Our comparable store sales increase included a 11.0% increase in traffic and a 0.3% increase in
average ticket. We attribute the increase in comparable store sales to our successful marketing
and merchandising strategies.
Gross profit
Gross profit increased $30.3 million, or 29.2%, to $134.3 million for the three months ended July
30, 2011, compared to $104.0 million for the three months ended July 31, 2010. Gross profit as a
percentage of net sales increased 170 basis points to 34.0% for the three months ended July 30,
2011, compared to 32.3% for the three months ended July 31, 2010. The increases in gross profit
margin were primarily driven by:
| 90 basis points improvement in merchandise margins driven by our marketing and merchandising strategies; and | ||
| 60 basis points of leverage in fixed store costs due to increased comparable store sales levels. |
Selling, general and administrative expenses
Selling, general and administrative (SG&A) expenses increased $10.9 million, or 13.6%, to $90.8
million for the three months ended July 30, 2011, compared to $79.9 million for the three months
ended July 31, 2010. As a percentage of net sales, SG&A expenses decreased 180 basis points to
23.0% for the three months ended July 30, 2011, compared to 24.8% for the three months ended July
31, 2010. Approximately 80 basis points of the leverage in SG&A expense is attributed to the $2.8
million non-recurring compensation charge in the second quarter 2010. The remainder of the
leverage in SG&A expenses is primarily attributed to store growth and comparable store sales
increases.

# Supplied entries
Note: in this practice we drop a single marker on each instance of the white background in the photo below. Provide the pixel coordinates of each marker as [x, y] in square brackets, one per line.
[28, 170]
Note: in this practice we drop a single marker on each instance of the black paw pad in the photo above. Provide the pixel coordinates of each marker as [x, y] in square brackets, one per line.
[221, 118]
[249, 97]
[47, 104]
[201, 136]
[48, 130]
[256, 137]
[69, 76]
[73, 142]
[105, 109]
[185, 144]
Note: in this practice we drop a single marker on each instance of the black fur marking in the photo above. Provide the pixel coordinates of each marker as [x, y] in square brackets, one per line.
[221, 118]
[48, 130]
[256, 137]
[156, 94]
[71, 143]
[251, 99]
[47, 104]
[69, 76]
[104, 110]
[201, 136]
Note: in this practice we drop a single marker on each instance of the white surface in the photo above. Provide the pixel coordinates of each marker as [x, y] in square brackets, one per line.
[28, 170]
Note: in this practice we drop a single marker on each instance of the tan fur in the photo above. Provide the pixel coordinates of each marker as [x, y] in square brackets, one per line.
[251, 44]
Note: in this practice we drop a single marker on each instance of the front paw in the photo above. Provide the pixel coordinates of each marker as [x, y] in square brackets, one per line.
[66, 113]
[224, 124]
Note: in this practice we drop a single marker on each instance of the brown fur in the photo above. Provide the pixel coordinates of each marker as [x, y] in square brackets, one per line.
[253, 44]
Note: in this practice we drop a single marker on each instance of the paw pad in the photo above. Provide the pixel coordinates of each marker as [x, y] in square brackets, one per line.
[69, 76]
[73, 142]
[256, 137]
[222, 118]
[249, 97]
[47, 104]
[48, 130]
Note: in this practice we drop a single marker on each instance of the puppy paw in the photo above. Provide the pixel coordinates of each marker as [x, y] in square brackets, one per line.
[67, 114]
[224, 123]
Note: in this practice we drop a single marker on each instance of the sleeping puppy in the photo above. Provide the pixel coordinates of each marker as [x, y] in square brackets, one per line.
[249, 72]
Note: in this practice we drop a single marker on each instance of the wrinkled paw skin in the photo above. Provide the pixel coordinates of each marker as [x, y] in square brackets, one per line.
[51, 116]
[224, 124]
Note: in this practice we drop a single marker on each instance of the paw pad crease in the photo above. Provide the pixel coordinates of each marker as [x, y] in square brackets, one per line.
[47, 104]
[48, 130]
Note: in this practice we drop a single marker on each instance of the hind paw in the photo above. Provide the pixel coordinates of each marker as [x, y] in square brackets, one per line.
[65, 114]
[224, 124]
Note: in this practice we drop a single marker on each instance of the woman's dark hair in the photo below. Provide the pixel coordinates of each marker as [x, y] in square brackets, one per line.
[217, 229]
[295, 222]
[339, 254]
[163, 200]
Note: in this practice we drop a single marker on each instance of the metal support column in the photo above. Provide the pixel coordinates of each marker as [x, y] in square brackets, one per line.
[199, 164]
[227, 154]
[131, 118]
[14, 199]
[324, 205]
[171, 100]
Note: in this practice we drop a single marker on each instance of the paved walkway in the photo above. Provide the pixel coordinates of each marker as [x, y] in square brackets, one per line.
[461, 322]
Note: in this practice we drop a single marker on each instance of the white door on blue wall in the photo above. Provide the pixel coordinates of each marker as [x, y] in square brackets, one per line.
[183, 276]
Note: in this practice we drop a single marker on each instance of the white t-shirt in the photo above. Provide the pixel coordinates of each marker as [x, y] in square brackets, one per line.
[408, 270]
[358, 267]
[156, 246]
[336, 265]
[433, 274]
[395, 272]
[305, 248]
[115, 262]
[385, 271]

# Task instructions
1) Reproduce the quarterly results discussion starting at "Our comparable store" and ending at "and merchandising strategies.", swapping "traffic" for "customer visits".
2) Answer from the quarterly results discussion:
(a) How much gross profit was reported for the three months ended July 30, 2011?
(b) What were SG&A expenses as a percentage of net sales for the three months ended July 30, 2011?
(c) By what percentage did average ticket increase?
3) Write the next part of the quarterly results discussion, picking up after its final sentence.

# Final answers
1)
Our comparable store sales increase included a 11.0% increase in customer visits and a 0.3% increase in
average ticket. We attribute the increase in comparable store sales to our successful marketing
and merchandising strategies.

2)
(a) $134.3 million
(b) 23.0%
(c) 0.3%

3)
Pre-opening expenses
Pre-opening expenses increased $2.0 million to $3.8 million for the three months ended July 30,
2011, compared to $1.8 million for the three months ended July 31, 2010. During the three months
ended July 30, 2011, we opened 21 new stores and remodeled 15 stores, compared to 10 new store
openings, 1 relocated store and 3 remodels during the three months ended July 31, 2010.
Interest expense
Interest expense was $0.1 million for the three months ended July 30, 2011, compared to $0.2
million for the three months ended July 31, 2010. We did not access our credit facility during the
second quarter fiscal 2011. Interest expense for the period represents various fees related to the
credit facility.
Income tax expense
Income tax expense of $15.6 million for the three months ended July 30, 2011 represents an
effective tax rate of 39.5%, compared to $9.0 million of tax expense representing an effective tax
rate of 40.7% for the three months ended July 31, 2010. The lower tax rate is primarily due to a
decrease in non-deductible compensation expense compared to the prior year period.
Net income
Net income increased $10.8 million, or 83.0%, to $23.9 million for the three months ended July 30,
2011, compared to $13.1 million for the three months ended July 31, 2010. The increase is primarily
related to the $30.3 million increase in gross profit, offset by a $10.9 million increase in SG&A
expenses and a $6.6 million increase in income tax expense.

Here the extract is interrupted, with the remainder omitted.